[ИСХОДНЫЙ ТЕКСТ]
* * * *

Но происходит не так. В духе “Конкорда” каждая оса дерется так, будто ценность гнезда определяется количеством кузнечиков, наловленных ею одной, – независимо от истинной будущей ценности гнезда. Это видно по двум признакам. Во-первых, существует статистическая тенденция: оса, наловившая больше кузнечиков, обычно побеждает в схватке. Во-вторых, длительность каждого боя определяется количеством кузнечиков, наловленных проигравшей. Вот “конкордовское” объяснение такого результата: битва заканчивается, когда одна из ос решает спастись бегством, то есть проигрывает; оса, действующая по принципу “Конкорда”, сдастся раньше, если поймала меньше кузнечиков, и позже, если поймала больше. Отсюда корреляция между длительностью битвы и количеством кузнечиков, пойманных проигравшей.

Нас с Джейн тревожило, что на роющих ос действует эффект “Конкорда” (учитывая мою роль в его именовании, в этом была доля шутки). Неужели, как остроумно выразился Джон Мэйнард Смит, “естественный отбор опять напортачил”? Мы, как обычно, обратились к Алану, и он указал на ряд факторов. Животные, как и творения инженерной мысли человека, устроены не идеально в строгом смысле слова. Хороший проект всегда имеет ограничения. Подвесной мост не обязан выстоять при абсолютно любых условиях: инженер проектирует его как можно дешевле и в рамках заданных ограничений безопасности. Что, если по каким-то причинам сенсорный и нервный аппарат, который понадобился бы осе, чтобы считать кузнечиков в совместно используемой норе, стоит дорого, а аппарат для измерения только собственного вклада в добычу – дешево? Самый экономичный “проект” осы в таком случае будет выглядеть “по-конкордовски”, особенно если оказываться в общих норах приходится нечасто (а так и обстоят дела).

* * * *

[ВЫБОРКА ДАННЫХ]

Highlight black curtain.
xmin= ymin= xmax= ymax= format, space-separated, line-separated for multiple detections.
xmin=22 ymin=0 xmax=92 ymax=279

* * * *

[ЗАДАНИЯ]
a) Чем, согласно тексту о роющих осах, определяется длительность каждого боя?
b) Напишите продолжение текста о роющих осах, начав сразу после его последнего предложения.
Листинг для работы не понадобится.

[ОТВЕТЫ]
a) Длительность боя определяется количеством кузнечиков, наловленных проигравшей осой.

b)
Между прочим, нашлись и некоторые косвенные свидетельства, что нервная/сенсорная аппаратура, которая позволила бы осе подсчитывать добычу, действительно обходится дорого. Данные получены по роющим осам рода Ammophila, которых изучал в Нидерландах Герард Берендс – кстати, первый выпускник моего старого маэстро Нико Тинбергена. В отличие от Sphex ichneumoneus Джейн, Ammophila campestris Берендса добывает пищу постепенно. Вместо того, чтобы запасти полное хранилище провизии, отложить в него яйцо, запечатать нору и уйти, Ammophila campestris приносит растущим личинкам пищу каждый день (в ее случае – гусениц, а не кузнечиков). Более того, у нее задействованы одновременно две-три норы. В каждой из них живет личинка разного возраста, и потребности в пище у них различаются соответственно. Оса знает, что личинкам помладше нужно есть меньше, чем подросшим, – и выдает им соответствующие разные количества пищи. Но вот что удивительно. Она проверяет нужды каждой личинки только во время утренней проверки всех нор. Закончив проверку, весь день она ведет себя так, будто не видит, кто в какой норе.

Берендс провел изящный эксперимент. Он систематически перекладывал личинок из норы в нору. Неважно, сколь мала была личинка в конкретной норе – оса продолжала кормить ее крупной добычей, подходящей для более крупной личинки, если та занимала эту нору во время утренней проверки. И наоборот. У осы будто имелся инструмент для измерения содержимого норы, но включать этот инструмент обходилось недешево, так что она пользовалась им раз в день, во время утренней проверки, а все остальное время он для экономии был выключен. Это бы объяснило промахи ос в экспериментах Берендса – промахи, вполне укладывающиеся в представление, что осы в тот момент не видели содержимого норы. Конечно, в обычных условиях такие “промахи” не имели бы значения, потому что в отсутствие Берендса личинки сами из норы в нору не перескакивают.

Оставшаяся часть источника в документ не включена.